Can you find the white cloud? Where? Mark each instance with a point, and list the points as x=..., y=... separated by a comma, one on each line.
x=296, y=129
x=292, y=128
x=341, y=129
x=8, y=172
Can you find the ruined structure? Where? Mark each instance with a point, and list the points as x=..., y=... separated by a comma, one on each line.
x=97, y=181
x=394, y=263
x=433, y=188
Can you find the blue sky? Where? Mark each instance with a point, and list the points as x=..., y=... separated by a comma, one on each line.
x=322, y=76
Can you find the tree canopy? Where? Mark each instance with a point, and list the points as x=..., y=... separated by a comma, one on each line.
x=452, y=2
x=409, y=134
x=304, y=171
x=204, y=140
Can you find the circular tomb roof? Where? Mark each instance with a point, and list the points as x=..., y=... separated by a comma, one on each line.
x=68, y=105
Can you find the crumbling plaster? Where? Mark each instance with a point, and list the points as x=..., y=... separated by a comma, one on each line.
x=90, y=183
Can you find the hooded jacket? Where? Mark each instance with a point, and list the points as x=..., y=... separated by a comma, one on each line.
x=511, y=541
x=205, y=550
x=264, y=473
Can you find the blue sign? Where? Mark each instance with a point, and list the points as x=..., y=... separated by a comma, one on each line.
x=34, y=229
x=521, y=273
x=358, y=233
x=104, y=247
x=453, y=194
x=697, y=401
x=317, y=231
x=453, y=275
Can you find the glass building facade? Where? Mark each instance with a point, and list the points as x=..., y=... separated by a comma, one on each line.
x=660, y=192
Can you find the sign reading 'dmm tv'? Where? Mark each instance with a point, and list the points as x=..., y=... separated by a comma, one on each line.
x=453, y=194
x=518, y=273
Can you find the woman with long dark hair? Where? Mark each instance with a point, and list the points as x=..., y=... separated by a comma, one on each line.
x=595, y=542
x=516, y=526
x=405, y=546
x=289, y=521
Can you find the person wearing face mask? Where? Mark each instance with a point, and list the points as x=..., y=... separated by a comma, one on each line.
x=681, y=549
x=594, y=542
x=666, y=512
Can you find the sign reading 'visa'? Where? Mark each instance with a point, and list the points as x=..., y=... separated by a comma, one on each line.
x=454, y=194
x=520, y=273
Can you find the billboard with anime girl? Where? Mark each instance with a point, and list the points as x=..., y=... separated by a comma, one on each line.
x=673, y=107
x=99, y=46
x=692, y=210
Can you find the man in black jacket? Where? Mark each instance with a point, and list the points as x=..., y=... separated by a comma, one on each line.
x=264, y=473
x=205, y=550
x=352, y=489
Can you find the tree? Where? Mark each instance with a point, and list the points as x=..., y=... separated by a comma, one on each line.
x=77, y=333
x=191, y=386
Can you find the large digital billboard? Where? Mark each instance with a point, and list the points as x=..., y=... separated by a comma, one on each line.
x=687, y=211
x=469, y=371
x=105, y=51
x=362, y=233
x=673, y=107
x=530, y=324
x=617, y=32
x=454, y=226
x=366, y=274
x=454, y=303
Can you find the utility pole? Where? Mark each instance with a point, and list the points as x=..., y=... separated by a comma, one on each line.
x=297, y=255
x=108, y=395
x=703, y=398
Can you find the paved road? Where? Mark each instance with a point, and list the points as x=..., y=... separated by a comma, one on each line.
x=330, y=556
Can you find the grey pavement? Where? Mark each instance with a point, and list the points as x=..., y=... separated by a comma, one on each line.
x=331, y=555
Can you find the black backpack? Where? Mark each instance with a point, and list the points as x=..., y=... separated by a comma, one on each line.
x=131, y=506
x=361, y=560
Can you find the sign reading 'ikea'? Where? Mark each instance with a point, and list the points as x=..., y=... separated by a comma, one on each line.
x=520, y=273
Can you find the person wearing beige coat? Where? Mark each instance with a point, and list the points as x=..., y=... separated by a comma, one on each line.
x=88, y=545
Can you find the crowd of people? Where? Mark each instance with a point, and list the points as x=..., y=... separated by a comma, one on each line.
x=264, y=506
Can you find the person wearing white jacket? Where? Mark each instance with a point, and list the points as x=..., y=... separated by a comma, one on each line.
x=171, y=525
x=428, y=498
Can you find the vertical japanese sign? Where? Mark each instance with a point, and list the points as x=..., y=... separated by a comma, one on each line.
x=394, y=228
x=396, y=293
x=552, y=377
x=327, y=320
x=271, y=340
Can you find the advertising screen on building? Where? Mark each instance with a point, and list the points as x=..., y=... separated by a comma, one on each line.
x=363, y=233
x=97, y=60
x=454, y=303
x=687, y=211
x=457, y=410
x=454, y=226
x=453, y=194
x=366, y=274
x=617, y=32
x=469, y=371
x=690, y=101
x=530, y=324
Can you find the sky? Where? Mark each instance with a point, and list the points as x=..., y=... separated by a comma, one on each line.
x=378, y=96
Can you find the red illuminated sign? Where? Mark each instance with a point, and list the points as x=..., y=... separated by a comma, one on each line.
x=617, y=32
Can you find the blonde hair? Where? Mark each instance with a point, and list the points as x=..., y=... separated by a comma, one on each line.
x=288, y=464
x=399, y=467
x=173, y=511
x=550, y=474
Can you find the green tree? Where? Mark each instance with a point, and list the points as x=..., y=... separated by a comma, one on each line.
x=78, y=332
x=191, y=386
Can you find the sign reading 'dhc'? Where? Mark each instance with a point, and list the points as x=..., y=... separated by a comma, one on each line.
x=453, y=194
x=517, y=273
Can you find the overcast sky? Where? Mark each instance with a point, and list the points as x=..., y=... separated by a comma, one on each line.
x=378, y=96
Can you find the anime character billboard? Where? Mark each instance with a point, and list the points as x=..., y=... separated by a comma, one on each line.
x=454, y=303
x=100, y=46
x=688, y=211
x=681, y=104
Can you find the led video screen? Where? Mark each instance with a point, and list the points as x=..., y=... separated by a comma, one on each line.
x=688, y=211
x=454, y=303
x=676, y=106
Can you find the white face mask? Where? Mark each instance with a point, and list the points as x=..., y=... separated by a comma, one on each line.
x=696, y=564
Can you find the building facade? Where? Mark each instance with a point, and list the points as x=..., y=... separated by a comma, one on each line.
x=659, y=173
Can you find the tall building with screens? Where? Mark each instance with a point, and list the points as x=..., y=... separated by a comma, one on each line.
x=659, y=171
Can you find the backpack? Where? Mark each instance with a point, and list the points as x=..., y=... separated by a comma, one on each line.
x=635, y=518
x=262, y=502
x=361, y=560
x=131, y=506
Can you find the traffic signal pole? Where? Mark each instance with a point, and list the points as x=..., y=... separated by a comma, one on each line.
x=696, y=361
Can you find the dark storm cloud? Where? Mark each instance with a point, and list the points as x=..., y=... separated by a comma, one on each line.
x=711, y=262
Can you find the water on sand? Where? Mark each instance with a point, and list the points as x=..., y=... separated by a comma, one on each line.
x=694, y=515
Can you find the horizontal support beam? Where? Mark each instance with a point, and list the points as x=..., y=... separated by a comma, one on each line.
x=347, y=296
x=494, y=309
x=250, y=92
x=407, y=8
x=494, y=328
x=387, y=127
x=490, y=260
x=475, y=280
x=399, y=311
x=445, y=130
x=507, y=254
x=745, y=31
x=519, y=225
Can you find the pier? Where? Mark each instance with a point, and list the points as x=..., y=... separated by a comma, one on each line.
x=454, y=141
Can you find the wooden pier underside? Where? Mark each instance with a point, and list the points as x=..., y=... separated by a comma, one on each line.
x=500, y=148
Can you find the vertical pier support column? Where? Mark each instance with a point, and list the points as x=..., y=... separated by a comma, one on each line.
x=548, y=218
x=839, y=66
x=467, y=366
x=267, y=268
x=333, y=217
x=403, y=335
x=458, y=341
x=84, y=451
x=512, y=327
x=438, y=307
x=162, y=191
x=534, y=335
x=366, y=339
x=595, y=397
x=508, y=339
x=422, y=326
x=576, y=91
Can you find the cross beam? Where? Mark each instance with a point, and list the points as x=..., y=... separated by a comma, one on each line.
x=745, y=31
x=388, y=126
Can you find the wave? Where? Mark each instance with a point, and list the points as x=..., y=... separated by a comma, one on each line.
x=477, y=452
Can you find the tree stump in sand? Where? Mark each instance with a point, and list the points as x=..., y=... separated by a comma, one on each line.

===============

Can you update everything from the line containing "Can you find the man" down to the line containing "x=88, y=545" by changing "instance" to "occurrence" while keeping all else unchanged, and return only those lines?

Can you find the man in black jacket? Where? Mark each occurrence with a point, and list the points as x=..., y=... separated by a comma, one on each line.
x=264, y=473
x=205, y=550
x=352, y=489
Can you find the tree? Where? Mark each occurrence with a point, and list the points as x=..., y=... separated by a comma, one on each line.
x=77, y=333
x=191, y=386
Can you find the large digital billboard? Where? Mark each occurrence with a point, and list the points as x=..., y=... separated by a comma, one on each line.
x=687, y=211
x=469, y=371
x=105, y=51
x=362, y=233
x=673, y=107
x=530, y=324
x=617, y=32
x=454, y=226
x=366, y=274
x=454, y=303
Can you find the utility pole? Where? Mark each occurrence with a point, and list the points as x=..., y=... separated by a comma, one on each line.
x=297, y=255
x=108, y=395
x=703, y=398
Can you find the paved road? Where? Mark each occurrence with a point, and list the points as x=..., y=... separated by a comma, one on each line.
x=330, y=556
Can you find the grey pavement? Where? Mark each occurrence with a point, and list the points as x=..., y=... separated by a comma, one on each line.
x=331, y=555
Can you find the black backpack? Where? Mark each occurrence with a point, and list the points as x=..., y=... separated by a comma, one on each line.
x=131, y=506
x=361, y=560
Can you find the sign reading 'ikea'? Where? Mark each occurrence with a point, and list the points as x=..., y=... separated by a comma, one on each line.
x=520, y=273
Can you find the person wearing beige coat? Where? Mark each occurrence with a point, and list the points as x=..., y=... separated by a comma, one on each line.
x=88, y=545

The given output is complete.